Written instruction: Extract every line of the items below that contains the string "leafy", treating case as significant.

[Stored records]
§
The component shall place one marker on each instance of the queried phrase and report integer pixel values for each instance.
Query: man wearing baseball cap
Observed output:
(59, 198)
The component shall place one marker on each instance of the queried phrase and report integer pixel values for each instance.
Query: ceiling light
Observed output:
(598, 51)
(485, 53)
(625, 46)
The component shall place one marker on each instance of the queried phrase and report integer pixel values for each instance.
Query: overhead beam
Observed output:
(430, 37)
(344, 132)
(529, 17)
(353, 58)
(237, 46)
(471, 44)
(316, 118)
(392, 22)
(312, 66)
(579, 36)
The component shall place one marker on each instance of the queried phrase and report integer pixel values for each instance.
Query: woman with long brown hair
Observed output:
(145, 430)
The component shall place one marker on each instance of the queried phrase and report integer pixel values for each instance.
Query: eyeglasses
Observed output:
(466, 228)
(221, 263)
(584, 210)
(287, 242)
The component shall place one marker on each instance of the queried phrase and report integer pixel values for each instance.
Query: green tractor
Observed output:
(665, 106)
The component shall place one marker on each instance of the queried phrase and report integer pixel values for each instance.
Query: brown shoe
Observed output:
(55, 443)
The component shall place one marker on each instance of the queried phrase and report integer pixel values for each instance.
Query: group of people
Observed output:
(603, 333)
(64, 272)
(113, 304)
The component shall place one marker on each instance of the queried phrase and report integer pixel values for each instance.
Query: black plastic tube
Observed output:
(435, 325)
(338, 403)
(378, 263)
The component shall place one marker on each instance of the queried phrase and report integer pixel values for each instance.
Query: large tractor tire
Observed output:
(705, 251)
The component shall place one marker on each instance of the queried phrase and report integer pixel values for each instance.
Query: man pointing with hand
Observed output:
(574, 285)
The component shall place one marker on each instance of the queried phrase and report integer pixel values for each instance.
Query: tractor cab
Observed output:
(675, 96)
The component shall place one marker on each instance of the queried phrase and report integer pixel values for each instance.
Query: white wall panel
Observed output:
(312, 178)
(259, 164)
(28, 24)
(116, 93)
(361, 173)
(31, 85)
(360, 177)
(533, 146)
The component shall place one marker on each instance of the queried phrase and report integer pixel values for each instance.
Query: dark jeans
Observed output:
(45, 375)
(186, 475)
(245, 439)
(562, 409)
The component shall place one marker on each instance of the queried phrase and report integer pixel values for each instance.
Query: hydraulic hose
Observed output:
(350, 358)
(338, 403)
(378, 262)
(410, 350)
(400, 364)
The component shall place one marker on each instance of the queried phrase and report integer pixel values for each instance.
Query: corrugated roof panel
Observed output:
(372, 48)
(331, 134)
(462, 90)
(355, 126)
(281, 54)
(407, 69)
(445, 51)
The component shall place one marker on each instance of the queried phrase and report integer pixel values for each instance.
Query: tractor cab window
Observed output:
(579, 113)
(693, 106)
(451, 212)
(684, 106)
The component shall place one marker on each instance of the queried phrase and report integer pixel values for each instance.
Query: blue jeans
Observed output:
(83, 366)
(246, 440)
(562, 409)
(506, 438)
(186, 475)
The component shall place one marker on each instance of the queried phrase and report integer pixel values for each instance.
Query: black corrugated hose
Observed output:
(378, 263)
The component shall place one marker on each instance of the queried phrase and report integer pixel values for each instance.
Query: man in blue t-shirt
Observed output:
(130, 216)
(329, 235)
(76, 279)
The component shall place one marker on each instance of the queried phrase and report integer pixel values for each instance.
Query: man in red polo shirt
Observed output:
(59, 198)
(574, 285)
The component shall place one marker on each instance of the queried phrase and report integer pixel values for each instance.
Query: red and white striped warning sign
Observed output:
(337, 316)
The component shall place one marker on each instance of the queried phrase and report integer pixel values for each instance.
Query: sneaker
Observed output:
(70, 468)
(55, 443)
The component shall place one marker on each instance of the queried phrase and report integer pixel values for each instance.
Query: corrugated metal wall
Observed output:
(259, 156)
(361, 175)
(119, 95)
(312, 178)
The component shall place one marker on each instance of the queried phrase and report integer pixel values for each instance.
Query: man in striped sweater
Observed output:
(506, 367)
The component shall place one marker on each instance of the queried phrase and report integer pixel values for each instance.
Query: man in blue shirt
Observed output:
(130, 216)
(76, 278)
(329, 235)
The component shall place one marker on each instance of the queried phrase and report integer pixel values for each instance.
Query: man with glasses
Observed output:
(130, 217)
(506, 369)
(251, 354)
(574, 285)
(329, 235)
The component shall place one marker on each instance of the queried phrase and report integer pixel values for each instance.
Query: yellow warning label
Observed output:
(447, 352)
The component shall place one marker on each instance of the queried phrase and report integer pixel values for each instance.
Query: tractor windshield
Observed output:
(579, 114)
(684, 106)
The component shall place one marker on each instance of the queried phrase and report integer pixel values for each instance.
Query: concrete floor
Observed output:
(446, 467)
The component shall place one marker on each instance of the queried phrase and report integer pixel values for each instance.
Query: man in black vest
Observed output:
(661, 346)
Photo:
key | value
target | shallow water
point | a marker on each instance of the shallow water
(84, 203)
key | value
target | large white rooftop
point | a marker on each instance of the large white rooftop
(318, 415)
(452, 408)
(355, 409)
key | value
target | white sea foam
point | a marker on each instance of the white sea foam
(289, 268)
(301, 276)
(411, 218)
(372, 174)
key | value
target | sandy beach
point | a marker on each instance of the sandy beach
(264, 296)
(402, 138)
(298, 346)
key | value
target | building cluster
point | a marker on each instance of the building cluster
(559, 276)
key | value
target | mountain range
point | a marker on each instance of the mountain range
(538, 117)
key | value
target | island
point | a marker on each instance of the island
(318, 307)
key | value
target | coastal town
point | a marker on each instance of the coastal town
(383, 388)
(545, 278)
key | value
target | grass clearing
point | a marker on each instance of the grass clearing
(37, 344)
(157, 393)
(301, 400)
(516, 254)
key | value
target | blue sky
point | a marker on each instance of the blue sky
§
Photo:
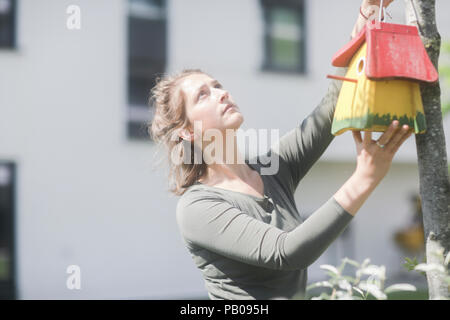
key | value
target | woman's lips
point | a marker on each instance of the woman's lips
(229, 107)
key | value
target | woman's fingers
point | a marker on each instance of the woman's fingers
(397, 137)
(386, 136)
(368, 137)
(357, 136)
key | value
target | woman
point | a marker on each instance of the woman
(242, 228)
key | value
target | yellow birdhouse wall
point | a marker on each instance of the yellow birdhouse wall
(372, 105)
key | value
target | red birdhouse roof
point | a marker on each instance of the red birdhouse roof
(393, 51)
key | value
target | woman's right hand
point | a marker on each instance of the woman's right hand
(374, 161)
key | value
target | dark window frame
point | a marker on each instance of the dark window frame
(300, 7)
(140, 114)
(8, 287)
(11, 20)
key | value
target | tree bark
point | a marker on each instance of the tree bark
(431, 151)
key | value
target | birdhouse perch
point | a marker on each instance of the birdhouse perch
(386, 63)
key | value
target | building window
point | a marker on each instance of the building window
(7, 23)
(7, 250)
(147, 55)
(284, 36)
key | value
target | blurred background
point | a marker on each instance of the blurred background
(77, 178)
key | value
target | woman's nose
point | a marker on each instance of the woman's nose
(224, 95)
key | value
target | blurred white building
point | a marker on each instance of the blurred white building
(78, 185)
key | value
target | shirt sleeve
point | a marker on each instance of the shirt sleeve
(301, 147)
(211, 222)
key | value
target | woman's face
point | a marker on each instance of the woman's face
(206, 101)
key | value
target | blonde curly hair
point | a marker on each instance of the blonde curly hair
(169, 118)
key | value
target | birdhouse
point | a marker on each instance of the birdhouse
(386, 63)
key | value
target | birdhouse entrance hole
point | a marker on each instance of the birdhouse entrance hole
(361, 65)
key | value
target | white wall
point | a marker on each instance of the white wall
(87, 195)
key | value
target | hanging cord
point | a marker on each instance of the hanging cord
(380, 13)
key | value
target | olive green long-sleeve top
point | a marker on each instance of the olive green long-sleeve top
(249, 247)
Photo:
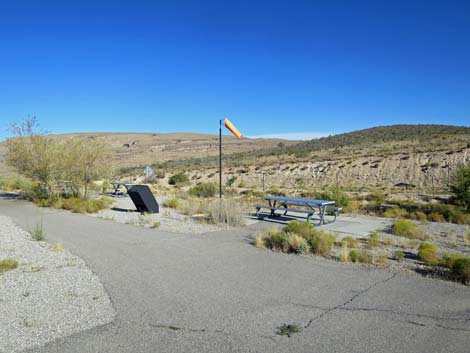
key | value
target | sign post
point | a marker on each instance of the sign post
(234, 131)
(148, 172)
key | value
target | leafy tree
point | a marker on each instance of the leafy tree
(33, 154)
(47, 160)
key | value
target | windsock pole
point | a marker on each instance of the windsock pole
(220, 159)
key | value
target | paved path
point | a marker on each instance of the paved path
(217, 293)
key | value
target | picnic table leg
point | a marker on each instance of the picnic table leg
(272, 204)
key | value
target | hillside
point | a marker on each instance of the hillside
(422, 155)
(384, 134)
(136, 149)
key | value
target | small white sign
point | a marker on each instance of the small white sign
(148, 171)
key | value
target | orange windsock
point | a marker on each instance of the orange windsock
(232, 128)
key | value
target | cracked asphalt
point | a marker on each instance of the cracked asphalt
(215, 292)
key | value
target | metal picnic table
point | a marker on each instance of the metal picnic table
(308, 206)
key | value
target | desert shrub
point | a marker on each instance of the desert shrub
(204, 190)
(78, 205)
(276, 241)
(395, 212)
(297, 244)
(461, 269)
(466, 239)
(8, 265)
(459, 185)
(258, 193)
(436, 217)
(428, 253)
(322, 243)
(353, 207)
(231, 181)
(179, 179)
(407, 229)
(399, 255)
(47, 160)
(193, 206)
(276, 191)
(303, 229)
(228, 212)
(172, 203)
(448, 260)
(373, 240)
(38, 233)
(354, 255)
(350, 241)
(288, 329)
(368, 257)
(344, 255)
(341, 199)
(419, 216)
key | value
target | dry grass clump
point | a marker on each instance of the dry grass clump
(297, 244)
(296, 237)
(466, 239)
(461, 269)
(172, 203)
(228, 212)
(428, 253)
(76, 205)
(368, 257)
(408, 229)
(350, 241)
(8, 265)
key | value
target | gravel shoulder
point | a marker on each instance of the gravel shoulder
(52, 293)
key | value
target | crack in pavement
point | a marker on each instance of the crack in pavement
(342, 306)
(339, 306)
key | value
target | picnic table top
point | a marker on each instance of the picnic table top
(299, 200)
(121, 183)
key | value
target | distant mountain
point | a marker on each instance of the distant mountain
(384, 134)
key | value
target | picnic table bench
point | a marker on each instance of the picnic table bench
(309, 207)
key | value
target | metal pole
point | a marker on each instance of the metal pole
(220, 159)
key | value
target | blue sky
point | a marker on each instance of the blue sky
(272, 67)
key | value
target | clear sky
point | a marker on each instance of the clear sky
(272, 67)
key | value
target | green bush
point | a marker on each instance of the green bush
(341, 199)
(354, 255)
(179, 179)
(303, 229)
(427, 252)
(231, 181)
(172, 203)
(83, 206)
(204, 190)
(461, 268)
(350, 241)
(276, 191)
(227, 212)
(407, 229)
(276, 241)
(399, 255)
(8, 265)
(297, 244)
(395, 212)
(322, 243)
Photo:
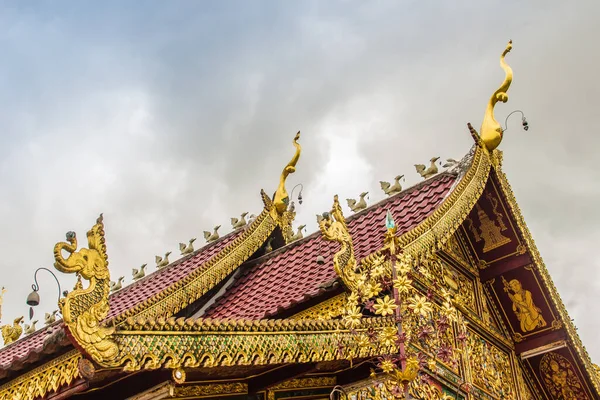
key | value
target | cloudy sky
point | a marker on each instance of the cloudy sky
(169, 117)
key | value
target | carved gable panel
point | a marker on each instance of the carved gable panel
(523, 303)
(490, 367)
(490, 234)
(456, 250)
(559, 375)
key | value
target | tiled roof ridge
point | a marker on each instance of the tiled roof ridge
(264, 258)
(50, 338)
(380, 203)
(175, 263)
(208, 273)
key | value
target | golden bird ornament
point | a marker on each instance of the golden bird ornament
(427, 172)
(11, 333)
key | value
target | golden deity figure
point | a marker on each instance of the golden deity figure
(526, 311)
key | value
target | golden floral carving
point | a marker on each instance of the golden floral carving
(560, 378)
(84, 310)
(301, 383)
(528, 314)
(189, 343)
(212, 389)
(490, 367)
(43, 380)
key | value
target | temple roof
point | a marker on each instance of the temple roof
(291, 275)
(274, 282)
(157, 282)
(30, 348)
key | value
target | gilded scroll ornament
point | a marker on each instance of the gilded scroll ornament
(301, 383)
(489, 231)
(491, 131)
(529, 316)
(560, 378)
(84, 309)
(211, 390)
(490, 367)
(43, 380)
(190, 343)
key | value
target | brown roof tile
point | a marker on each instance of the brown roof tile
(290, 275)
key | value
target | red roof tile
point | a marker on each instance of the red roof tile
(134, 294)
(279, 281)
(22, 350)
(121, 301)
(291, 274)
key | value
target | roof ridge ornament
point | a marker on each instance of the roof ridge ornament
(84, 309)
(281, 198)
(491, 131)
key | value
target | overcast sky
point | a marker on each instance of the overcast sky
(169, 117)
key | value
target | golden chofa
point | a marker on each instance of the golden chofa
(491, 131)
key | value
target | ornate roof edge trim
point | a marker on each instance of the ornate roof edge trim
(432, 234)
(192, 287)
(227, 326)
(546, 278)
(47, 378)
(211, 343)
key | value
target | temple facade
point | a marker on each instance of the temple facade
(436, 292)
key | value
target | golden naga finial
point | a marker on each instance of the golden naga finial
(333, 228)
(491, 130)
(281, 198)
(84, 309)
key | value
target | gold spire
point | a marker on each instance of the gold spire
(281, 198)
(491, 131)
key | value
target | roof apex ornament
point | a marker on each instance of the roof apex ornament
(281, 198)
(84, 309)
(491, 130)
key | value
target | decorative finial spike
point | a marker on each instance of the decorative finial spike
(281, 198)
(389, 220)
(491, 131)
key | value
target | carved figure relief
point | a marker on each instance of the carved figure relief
§
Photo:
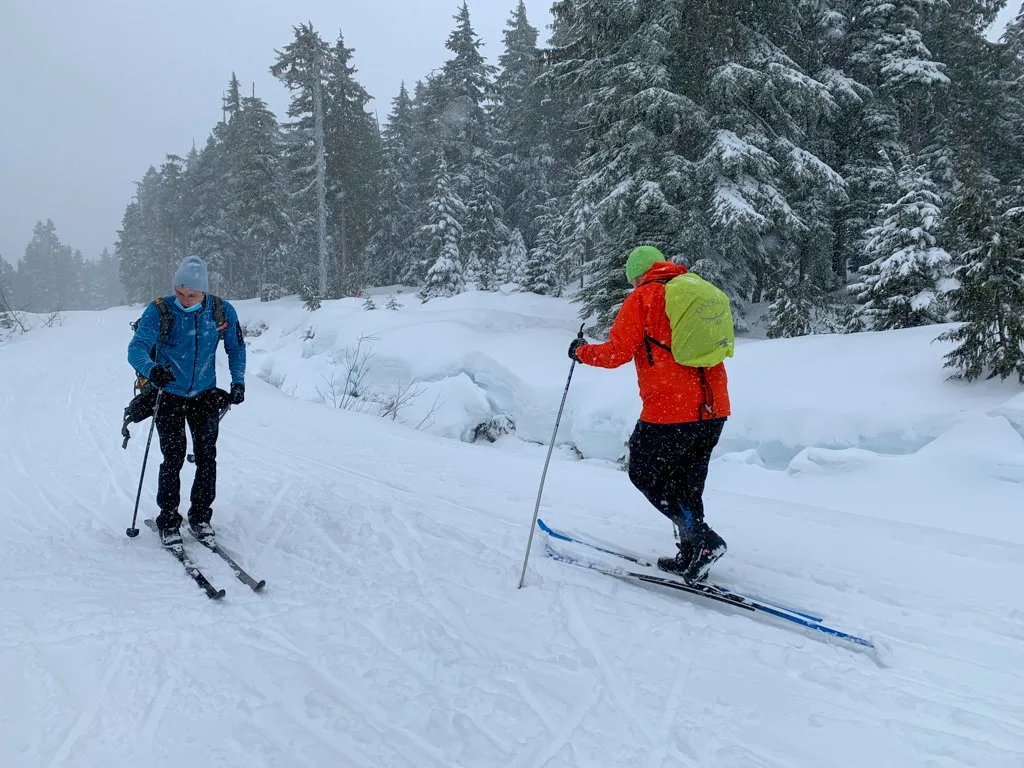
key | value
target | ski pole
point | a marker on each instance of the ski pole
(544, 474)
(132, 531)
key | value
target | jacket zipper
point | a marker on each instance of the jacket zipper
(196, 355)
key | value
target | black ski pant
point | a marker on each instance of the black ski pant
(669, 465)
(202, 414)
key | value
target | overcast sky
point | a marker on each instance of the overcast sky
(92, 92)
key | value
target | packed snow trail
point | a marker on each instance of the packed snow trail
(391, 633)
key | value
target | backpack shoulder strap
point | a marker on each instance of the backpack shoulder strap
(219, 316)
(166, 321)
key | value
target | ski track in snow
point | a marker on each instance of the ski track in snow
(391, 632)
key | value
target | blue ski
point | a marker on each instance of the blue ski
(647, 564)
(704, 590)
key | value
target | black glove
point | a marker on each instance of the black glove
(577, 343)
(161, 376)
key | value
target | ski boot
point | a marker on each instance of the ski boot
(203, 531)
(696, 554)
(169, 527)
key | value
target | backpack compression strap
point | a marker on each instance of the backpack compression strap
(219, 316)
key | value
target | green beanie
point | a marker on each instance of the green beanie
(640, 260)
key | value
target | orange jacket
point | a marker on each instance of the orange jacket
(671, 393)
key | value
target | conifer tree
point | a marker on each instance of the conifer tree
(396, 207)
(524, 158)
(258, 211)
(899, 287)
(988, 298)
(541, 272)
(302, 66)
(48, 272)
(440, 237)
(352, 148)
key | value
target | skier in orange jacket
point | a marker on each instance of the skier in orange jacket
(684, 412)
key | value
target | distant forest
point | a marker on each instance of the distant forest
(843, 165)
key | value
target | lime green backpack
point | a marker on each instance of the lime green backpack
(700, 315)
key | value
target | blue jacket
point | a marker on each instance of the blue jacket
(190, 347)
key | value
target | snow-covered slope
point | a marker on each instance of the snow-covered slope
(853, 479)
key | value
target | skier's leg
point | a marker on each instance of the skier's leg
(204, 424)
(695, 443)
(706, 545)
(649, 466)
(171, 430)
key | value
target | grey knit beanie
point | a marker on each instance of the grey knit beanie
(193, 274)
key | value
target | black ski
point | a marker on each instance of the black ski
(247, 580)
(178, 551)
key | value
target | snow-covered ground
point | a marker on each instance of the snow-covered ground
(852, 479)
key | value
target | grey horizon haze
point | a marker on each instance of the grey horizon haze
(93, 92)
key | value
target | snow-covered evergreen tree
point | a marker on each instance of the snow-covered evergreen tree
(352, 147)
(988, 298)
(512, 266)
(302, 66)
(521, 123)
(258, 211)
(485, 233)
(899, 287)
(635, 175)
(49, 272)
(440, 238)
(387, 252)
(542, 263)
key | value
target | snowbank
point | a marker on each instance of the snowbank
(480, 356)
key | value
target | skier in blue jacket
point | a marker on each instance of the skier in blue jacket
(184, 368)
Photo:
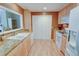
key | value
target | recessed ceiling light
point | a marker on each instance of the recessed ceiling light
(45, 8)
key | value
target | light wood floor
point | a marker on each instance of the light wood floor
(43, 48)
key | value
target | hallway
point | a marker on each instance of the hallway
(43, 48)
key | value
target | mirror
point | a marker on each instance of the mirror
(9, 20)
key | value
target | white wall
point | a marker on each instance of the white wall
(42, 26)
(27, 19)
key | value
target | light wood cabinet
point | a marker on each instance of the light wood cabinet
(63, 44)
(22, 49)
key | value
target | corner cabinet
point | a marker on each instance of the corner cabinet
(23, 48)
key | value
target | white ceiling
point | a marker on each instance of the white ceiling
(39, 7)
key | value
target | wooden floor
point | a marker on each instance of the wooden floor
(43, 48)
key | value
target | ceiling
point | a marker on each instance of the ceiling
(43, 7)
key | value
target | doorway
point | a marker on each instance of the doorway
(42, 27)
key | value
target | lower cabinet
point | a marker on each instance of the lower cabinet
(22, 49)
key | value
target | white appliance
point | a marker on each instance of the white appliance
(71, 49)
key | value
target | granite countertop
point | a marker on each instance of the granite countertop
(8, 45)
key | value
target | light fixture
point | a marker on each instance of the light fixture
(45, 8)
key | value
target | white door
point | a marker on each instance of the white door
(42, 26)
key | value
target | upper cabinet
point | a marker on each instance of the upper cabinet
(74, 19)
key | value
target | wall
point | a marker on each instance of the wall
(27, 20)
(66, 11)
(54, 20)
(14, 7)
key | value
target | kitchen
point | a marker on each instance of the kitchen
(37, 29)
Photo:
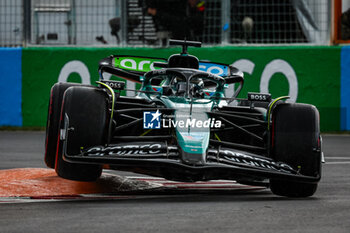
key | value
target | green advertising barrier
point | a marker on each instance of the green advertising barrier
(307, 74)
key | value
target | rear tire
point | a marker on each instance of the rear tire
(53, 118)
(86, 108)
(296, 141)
§
Response:
target | leafy tree
point | a marker on each instance of the leafy tree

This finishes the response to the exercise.